QUOTED PASSAGE:
Bill introduced to provide commercial fishermen election to terminate fisheries Capital Construction Funds (CCFs).

 Senators Ron Wyden (D-OR) and Lisa Murkowski (R-AK) have co-sponsored a  bill (S. 3276) introduced in the U.S. Senate to provide owners of fisheries Capital Construction Funds (CCFs) with an election to terminate their fisheries CCFs and make a one-time withdrawal of their CCFs without imposition of interest penalties on the withdrawal.  The withdrawal would be subject to income taxes, but not interest or other penalties.  Once the election is made, the owner would no longer qualify for use of a fisheries CCF in the future.

SHORT PROBLEM 1: Pull out the part of the fisheries bill notice that starts with "Bill introduced to" and goes on through "in the future.", word for word.
SHORT PROBLEM 2: Copy the records word for word, from the line with "Guideline: the keypoint for each instance of the blurred rock" through the end of the records.

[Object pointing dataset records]
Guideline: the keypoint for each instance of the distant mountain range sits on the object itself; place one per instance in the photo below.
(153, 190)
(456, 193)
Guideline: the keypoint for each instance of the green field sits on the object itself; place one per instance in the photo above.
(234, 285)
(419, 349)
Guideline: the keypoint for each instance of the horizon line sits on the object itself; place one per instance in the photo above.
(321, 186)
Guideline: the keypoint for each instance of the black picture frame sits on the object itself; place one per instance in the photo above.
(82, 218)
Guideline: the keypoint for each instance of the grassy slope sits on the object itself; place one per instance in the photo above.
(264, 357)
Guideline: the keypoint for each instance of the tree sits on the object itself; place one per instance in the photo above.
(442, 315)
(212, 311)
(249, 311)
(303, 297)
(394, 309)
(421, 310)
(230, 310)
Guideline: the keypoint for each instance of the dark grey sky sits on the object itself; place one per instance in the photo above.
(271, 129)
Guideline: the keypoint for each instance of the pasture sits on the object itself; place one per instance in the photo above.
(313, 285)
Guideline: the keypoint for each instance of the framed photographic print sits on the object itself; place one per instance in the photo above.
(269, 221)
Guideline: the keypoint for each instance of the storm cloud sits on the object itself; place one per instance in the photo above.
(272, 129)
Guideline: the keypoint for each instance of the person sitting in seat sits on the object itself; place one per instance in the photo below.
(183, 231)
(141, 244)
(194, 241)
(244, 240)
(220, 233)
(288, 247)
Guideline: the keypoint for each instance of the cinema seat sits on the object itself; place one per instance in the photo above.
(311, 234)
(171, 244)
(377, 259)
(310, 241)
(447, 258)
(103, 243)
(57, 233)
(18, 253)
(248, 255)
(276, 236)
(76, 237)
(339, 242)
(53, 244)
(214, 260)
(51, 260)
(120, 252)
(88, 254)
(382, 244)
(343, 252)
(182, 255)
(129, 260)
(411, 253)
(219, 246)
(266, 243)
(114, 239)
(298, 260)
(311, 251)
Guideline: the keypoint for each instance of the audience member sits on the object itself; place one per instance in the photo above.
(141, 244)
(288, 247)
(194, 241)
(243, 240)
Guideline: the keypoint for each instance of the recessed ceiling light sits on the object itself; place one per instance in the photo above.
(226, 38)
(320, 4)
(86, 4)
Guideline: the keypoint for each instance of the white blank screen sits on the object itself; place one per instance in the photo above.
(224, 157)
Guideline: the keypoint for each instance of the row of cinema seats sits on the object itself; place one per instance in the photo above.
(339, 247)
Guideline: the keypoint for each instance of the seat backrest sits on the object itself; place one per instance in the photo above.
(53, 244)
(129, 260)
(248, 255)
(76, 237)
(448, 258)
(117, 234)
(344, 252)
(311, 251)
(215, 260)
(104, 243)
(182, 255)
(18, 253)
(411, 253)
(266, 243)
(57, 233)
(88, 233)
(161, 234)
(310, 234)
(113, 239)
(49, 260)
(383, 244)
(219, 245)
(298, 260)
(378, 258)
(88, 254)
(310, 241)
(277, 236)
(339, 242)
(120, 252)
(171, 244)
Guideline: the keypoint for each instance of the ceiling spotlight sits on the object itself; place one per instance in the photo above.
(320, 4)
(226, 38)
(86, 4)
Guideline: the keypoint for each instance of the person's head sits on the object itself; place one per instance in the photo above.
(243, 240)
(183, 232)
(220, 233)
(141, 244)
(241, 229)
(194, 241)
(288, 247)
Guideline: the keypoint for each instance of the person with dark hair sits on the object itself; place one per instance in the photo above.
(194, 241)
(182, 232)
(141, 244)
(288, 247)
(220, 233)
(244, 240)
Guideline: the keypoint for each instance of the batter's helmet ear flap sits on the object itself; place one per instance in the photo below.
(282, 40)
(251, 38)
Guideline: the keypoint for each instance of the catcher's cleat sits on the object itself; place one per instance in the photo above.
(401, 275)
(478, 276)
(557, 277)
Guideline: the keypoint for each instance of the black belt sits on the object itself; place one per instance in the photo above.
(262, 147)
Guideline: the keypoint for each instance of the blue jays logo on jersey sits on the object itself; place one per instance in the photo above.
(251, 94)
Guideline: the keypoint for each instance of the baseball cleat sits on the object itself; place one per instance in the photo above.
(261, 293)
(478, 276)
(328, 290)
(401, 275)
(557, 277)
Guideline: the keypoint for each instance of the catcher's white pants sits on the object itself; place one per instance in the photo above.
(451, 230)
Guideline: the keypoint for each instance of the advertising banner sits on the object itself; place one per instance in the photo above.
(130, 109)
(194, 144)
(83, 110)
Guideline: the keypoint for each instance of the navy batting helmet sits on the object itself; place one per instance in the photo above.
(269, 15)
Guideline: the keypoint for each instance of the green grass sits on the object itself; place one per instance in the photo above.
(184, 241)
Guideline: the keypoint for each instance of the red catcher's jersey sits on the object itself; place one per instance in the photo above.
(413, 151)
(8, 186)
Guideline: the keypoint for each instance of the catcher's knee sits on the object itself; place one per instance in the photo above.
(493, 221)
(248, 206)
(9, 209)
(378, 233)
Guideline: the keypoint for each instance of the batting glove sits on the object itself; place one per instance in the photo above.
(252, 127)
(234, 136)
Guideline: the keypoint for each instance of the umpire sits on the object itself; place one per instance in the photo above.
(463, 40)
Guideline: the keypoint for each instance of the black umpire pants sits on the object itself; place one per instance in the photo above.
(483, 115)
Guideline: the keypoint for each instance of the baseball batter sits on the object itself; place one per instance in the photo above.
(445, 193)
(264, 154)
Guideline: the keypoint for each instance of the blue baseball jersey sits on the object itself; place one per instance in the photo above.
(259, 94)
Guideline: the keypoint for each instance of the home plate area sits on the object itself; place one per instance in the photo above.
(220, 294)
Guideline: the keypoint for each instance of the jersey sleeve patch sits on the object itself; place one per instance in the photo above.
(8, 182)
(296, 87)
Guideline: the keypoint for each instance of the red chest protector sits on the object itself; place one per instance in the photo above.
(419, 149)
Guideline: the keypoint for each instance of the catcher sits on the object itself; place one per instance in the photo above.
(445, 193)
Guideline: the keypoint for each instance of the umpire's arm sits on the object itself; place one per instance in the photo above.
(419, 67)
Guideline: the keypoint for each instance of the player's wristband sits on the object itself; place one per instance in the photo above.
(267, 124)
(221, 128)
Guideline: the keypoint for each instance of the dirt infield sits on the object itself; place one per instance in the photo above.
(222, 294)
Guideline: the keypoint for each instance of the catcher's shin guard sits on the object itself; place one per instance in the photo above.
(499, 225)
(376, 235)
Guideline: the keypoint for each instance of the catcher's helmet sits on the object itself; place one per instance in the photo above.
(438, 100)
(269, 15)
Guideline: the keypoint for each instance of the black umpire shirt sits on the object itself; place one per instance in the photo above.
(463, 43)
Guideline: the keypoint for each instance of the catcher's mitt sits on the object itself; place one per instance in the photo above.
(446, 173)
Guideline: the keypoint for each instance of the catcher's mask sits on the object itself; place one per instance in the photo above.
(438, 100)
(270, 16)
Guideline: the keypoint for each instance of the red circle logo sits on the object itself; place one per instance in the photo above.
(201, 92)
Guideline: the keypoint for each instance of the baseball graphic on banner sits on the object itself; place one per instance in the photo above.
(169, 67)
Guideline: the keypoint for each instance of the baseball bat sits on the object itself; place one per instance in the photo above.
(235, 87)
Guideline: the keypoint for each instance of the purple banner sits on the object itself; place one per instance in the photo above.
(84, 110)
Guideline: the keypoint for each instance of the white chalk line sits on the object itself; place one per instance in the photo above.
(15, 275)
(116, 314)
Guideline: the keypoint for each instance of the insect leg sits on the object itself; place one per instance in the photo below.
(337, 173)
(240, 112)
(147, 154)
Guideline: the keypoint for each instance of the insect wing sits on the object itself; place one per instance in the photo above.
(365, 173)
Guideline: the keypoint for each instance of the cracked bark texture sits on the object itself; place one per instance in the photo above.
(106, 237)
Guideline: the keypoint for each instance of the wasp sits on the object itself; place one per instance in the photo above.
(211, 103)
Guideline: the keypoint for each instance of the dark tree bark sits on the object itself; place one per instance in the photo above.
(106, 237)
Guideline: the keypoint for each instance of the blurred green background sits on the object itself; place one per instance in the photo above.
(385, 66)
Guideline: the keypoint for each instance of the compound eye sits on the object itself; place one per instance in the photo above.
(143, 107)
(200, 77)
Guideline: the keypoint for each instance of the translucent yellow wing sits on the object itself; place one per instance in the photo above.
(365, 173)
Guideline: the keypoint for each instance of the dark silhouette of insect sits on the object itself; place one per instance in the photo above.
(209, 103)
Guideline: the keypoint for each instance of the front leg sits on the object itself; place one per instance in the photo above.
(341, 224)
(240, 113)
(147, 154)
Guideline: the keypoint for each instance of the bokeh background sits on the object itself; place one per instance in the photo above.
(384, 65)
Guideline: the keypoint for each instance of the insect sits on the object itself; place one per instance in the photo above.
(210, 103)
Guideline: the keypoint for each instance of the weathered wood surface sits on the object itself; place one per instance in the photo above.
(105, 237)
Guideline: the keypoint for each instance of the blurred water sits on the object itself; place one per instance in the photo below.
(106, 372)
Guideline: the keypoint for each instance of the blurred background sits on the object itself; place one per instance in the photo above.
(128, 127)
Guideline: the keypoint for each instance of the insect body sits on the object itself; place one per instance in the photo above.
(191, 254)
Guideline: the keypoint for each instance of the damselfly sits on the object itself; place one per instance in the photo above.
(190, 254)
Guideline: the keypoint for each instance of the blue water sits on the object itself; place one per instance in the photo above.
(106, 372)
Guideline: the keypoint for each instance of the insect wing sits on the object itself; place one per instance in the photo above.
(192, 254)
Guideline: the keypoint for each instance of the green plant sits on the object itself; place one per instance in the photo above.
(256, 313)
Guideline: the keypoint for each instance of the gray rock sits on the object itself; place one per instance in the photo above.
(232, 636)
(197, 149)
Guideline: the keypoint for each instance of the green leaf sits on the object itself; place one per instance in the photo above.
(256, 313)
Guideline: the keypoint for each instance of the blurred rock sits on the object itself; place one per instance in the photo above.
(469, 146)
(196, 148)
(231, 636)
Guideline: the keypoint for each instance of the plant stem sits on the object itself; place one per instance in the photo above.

EXERCISE RESPONSE 1:
Bill introduced to provide commercial fishermen election to terminate fisheries Capital Construction Funds (CCFs).

 Senators Ron Wyden (D-OR) and Lisa Murkowski (R-AK) have co-sponsored a  bill (S. 3276) introduced in the U.S. Senate to provide owners of fisheries Capital Construction Funds (CCFs) with an election to terminate their fisheries CCFs and make a one-time withdrawal of their CCFs without imposition of interest penalties on the withdrawal.  The withdrawal would be subject to income taxes, but not interest or other penalties.  Once the election is made, the owner would no longer qualify for use of a fisheries CCF in the future.

EXERCISE RESPONSE 2:
Guideline: the keypoint for each instance of the blurred rock sits on the object itself; place one per instance in the photo above.
(469, 146)
(196, 148)
(231, 636)
Guideline: the keypoint for each instance of the plant stem sits on the object itself; place one per instance in the photo above.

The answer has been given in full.